━━ Excerto selecionado ━━
Grupo C2, o Avô dos LMP2
Hoje existe a LMP2, como segunda ‘classe’ em Le Mans, que continuará em 2024 a visitar o mítico circuito francês apesar de deixar de competir no Campeonato do Mundo de Resistência da FIA. Nos anos 80 existia o Grupo C2. Recorde-o connosco.
Quando o ACO criou a classe LMP2, a ideia era criar uma categoria mais barata para equipas privadas correrem nas 24 Horas de Le Mans. Mas esta não é uma ideia nova, já que a FIA tinha feito o mesmo nos anos 80, com um grupo interessante de concorrentes a alinhar no Grupo C2 do Mundial de Sport-Protótipos
Era Porsche a dominar as corridas não tinha piada. Foi por isso que a FIA resolveu introduzir uma nova classe de protótipos, o Grupo C, no Campeonato do Mundo de Sport-Protótipos, em que as performances seriam controladas por um limite de combustível, com um máximo de cinco paragens para reabastecimento e um depósito de 100 litros. Mas a Porsche também aprendeu a dominar a eficiência como já tinha feito com a potência. Entretanto, vários construtores surgiram no campeonato: Lancia, Ford, Aston Martin, Jaguar, Nissan, Toyota e Mercedes deixaram pouco espaço para os pequenos garagistas brilharem.
━━━
━━ Dados fornecidos ━━
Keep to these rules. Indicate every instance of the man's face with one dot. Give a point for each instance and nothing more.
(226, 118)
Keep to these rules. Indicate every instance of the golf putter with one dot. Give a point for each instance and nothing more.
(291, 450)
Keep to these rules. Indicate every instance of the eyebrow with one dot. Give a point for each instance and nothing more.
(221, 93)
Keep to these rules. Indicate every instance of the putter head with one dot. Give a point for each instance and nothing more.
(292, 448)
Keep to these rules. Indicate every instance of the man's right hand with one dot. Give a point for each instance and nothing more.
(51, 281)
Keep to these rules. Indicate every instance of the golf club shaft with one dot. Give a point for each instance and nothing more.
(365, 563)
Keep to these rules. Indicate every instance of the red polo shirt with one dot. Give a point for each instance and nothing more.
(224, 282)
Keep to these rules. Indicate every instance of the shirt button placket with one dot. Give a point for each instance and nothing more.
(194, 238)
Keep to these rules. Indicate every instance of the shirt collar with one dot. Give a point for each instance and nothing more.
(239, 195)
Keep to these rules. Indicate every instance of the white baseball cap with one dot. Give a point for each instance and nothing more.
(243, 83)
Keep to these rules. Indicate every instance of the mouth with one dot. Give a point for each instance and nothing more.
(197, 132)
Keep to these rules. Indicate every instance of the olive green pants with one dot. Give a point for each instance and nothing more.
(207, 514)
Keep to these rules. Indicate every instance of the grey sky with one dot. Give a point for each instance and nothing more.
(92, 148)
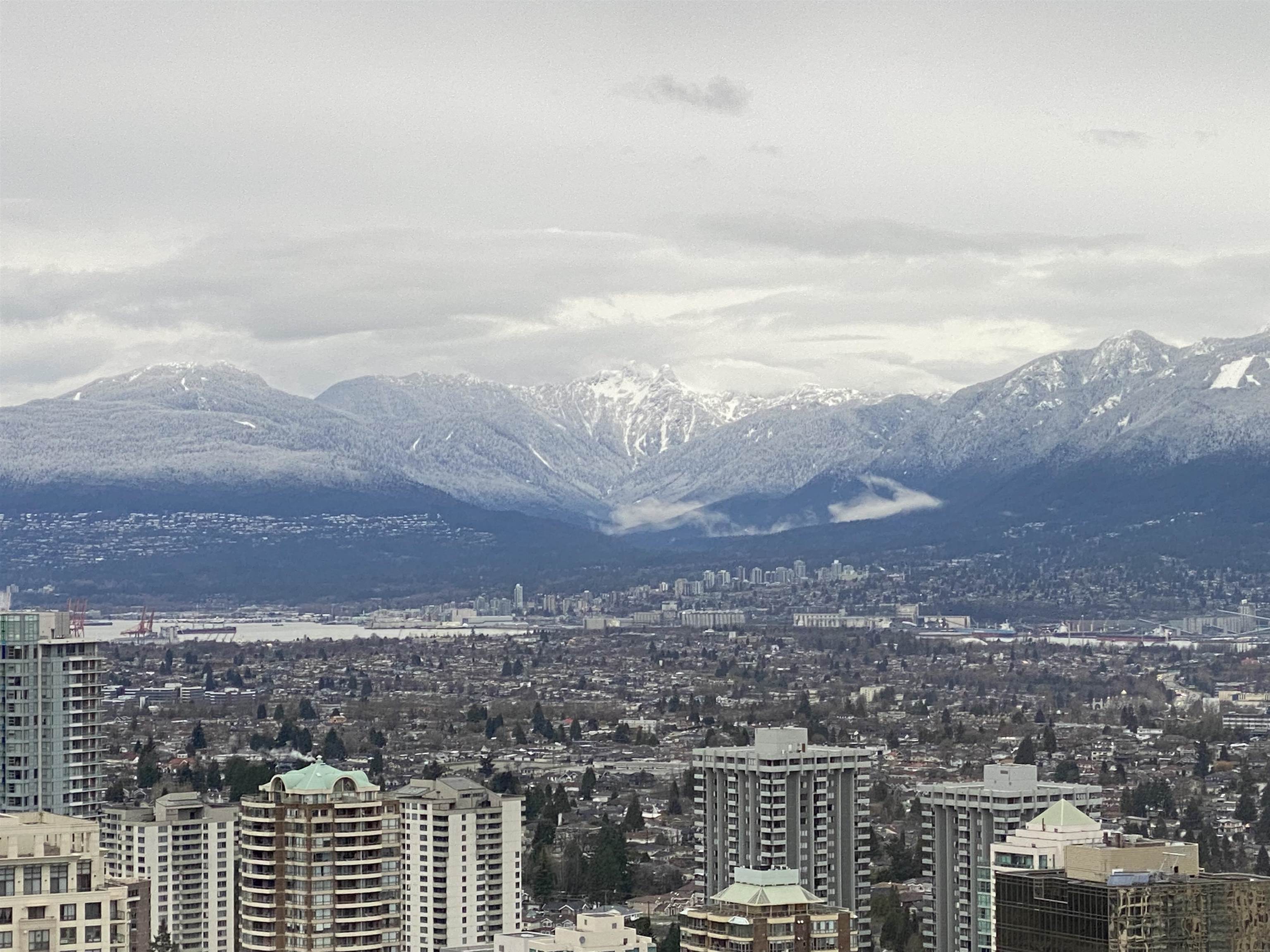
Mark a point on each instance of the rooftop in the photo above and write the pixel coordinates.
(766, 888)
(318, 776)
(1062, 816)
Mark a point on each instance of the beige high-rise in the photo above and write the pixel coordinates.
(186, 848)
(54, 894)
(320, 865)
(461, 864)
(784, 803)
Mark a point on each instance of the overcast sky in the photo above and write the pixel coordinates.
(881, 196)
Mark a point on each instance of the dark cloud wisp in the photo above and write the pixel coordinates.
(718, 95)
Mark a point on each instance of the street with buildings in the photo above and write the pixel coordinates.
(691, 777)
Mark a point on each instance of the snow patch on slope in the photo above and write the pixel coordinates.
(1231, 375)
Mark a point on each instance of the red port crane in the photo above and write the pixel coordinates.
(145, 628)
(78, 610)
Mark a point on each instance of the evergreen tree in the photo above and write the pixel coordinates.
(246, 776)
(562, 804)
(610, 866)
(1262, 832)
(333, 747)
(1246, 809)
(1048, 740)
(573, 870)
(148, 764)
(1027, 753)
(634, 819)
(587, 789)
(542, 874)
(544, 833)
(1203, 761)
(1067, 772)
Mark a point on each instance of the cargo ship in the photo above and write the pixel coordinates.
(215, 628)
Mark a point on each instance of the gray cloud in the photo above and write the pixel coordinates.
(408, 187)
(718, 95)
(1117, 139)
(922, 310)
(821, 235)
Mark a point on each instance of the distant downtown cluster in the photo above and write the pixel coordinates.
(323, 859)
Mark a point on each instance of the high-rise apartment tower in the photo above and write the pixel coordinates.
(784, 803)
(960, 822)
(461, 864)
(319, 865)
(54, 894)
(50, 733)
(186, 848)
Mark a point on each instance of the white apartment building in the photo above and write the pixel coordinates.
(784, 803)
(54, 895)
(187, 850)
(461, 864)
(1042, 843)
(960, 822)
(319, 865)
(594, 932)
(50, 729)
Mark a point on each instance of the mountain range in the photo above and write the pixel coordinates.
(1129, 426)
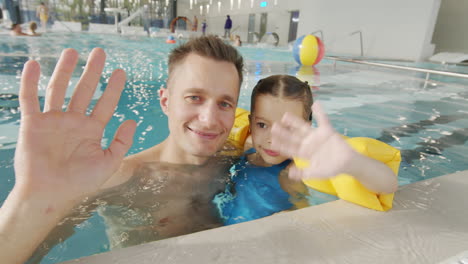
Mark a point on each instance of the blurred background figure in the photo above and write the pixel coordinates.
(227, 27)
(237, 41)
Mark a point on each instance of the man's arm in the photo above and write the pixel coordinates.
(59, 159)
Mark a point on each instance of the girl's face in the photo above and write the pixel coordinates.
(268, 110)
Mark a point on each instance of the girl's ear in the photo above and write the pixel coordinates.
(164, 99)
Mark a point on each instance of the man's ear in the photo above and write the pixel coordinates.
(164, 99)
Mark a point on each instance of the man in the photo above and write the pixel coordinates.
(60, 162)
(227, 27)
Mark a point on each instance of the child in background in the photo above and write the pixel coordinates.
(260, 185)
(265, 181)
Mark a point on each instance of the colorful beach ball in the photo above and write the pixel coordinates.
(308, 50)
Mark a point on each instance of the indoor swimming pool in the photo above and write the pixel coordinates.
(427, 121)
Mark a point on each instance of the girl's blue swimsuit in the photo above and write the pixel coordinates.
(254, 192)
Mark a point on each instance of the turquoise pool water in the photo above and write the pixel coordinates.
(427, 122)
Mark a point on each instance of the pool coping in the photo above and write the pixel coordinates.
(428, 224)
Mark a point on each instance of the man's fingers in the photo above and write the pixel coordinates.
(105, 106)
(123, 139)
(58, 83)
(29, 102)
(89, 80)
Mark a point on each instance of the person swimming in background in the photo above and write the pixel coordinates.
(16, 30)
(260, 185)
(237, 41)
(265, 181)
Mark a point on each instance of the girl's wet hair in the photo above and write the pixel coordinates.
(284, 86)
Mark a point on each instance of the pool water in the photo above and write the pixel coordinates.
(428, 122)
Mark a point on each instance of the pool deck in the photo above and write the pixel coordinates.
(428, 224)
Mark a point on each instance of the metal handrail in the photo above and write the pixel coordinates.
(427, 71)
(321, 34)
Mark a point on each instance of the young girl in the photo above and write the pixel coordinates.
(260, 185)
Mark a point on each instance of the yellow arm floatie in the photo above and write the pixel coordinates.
━━━
## Instruções
(1) Segundo o texto sobre o Grupo C2, qual era a capacidade do depósito fixada para os protótipos do Grupo C?
(2) Retome o texto sobre o Grupo C2 a partir da última frase apresentada e continue-o.
As linhas não têm qualquer papel neste trabalho.

## Respostas por tarefa
(1) O depósito tinha 100 litros.

(2)
A FIA reconheceu o problema e criou a classe C Junior no segundo ano do Grupo C, em 1983. Estes carros estavam limitados às mesmas cinco paragens nas boxes mas tinham depósitos mais pequenos, só de 55 litros. Estavam portanto, limitados em potência, mas, em compensação, eram mais leves, e não existiam limites ao tamanho do motor ou às formas da aerodinâmica. A FIA esperava que os limites de consumo fizessem as equipas optar por motores de 2 litros, mas a busca por fiabilidade nas corridas de 1000 km do campeonato levou a que muitas equipas optassem pelos comprovados Ford Cosworth DFV de 3 litros e DFL de 3,3 litros, bem como pelo BMW de 3,5 litros do M1 e o Mazda 13B de tipo Wankel. Mas houve espaço para outras opções. Era obrigatório usar motor de um construtor reconhecido, o que levou Carlo Facetti e Martino Finotto, que saíram da Alfa Romeo e da BMW para fundar a Carma Engineering, a pedir à Giannini (preparadora de modelos Fiat) para homologarem o motor.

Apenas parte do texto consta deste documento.